Coordinate annotation entries
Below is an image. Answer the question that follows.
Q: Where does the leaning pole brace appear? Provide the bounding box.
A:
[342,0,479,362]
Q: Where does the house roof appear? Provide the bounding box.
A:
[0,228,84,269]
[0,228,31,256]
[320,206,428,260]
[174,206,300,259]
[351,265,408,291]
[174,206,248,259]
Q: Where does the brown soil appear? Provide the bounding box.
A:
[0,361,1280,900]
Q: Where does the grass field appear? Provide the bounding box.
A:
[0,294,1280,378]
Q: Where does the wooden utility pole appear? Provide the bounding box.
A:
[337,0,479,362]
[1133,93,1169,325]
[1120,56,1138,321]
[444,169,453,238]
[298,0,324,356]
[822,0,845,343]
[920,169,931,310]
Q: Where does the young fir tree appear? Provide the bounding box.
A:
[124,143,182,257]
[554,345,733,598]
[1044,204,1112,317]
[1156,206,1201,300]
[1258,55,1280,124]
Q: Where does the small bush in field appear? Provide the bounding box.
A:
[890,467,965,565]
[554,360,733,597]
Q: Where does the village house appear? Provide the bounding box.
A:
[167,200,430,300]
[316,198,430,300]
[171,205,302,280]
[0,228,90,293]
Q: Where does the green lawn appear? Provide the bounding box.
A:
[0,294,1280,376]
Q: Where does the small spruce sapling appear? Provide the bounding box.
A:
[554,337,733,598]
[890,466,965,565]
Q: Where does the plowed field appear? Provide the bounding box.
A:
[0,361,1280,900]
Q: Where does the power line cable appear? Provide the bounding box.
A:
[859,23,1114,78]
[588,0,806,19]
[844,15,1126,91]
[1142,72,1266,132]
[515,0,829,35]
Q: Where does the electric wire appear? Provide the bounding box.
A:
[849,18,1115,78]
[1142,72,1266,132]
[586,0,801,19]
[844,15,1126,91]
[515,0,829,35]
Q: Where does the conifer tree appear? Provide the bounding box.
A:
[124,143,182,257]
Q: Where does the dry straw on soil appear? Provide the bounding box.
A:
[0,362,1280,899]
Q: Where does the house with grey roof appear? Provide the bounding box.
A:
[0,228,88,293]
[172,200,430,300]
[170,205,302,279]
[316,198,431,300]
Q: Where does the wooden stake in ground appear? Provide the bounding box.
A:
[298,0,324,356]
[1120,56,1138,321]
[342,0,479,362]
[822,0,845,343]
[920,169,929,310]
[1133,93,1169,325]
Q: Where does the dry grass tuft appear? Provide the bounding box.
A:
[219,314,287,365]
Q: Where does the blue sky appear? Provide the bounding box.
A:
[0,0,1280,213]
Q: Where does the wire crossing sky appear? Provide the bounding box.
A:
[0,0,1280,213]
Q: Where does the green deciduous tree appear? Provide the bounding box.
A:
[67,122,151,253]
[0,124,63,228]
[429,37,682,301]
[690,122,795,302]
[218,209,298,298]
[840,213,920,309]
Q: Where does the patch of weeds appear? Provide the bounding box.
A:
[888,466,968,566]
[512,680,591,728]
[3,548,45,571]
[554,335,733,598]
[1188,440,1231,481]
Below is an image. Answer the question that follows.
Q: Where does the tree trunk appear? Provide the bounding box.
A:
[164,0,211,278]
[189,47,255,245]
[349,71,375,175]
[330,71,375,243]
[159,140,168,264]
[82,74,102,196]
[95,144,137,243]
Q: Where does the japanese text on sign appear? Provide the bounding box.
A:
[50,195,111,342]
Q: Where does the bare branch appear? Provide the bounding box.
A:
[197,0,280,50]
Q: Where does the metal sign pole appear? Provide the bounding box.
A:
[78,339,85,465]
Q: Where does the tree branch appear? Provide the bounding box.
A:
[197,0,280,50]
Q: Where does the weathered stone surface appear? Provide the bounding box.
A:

What you need to do ▸ Copy every row above word for word, changing nothing.

Finished task ▸
Below is an image. Answer the question that follows.
Q: Where does the leaning pole brace appear? Provide the bounding box.
A:
[342,0,479,362]
Q: Where does the house roof appear? Provide the bounding box.
A:
[0,228,84,269]
[0,228,31,256]
[320,206,428,260]
[174,206,300,259]
[351,265,408,291]
[174,206,248,259]
Q: Where does the brown soil appear? Provide the bounding box.
A:
[0,361,1280,900]
Q: Where does the grass field appear? Provide the bounding box.
A:
[0,294,1280,378]
Q: Where does the wooden utility pole appear? Provide the bounding box.
A:
[337,0,479,362]
[1133,93,1169,325]
[1120,56,1138,321]
[444,169,453,238]
[298,0,324,356]
[822,0,845,343]
[920,169,931,310]
Q: Where does the young fir tree appear? Provide the bounding box.
A:
[124,143,182,257]
[554,345,733,598]
[1044,204,1112,317]
[1156,206,1201,300]
[1258,55,1280,124]
Q: Where does the small bush in field appear? Provide the bounding box.
A:
[890,467,965,565]
[554,360,733,597]
Q: Where does the village house appear? Provide the bounding box.
A:
[167,200,430,300]
[316,198,430,300]
[171,205,302,280]
[0,228,90,293]
Q: Where does the green lawn appear? Provide the bounding box.
A:
[0,294,1280,376]
Q: Where does the small spruce sapling appear? Provide the bounding box.
A:
[554,337,733,598]
[890,466,965,565]
Q: Where does the plowed field appear? Provide the bounding box.
A:
[0,361,1280,900]
Q: Where does the power line cable appear? Provide the bounding box.
A:
[859,23,1114,78]
[588,0,806,19]
[844,15,1126,91]
[1142,72,1266,132]
[515,0,829,35]
Q: Where does the electric wire appear? Provide the bounding box.
A:
[849,18,1115,78]
[1142,72,1266,132]
[586,0,801,19]
[844,15,1126,91]
[515,0,829,35]
Q: Where does the conifer tree appear? Provide the bounding box.
A:
[124,143,182,257]
Q: Where does the dry straw on soil appear? Provide the bounding box.
A:
[0,362,1280,899]
Q: Where does the house with grey roof appear? Provide the bounding box.
A:
[0,228,88,293]
[172,200,430,300]
[170,205,302,279]
[316,198,431,300]
Q: Where does the wooden stake in ground appear? Provide the bounding box.
A:
[298,0,324,356]
[1120,56,1138,321]
[342,0,479,362]
[822,0,845,343]
[920,169,929,310]
[1133,93,1169,325]
Q: Where does the dry grass tuft appear? Provide the bounding box.
A:
[219,314,287,365]
Q: Where does the blue sky appear? Provide the bounding box.
A:
[0,0,1280,213]
Q: Where does the wire crossing sky appear? Provide the bounding box.
A:
[0,0,1280,213]
Q: Where does the green deciduous tree appear? Provide the bounding box.
A:
[67,122,151,253]
[0,124,63,228]
[429,37,682,301]
[690,122,795,302]
[218,209,298,298]
[840,213,920,309]
Q: Where does the patch of weeds appear? Provide the bounding box.
A:
[888,466,968,566]
[512,680,591,728]
[3,548,45,571]
[554,335,733,598]
[1188,440,1231,481]
Below is an image. Answer the question that follows.
Q: Where does the tree trunk appear? Provide the bounding box.
A:
[164,0,211,278]
[189,47,255,245]
[349,71,375,175]
[330,71,375,243]
[159,140,168,264]
[82,74,102,196]
[95,144,137,243]
Q: Where does the japanese text on sign appear? Provide the bounding box.
A:
[50,195,111,342]
Q: Where does the bare branch appear? Provide the bounding box.
A:
[197,0,280,50]
Q: Where does the metal sign pole appear? Provide the bounding box.
A:
[78,339,85,465]
Q: Where does the tree branch appear? Provide the bounding box.
A:
[197,0,280,50]
Q: Where does the weathered stone surface appear? Provide the bounding box.
A:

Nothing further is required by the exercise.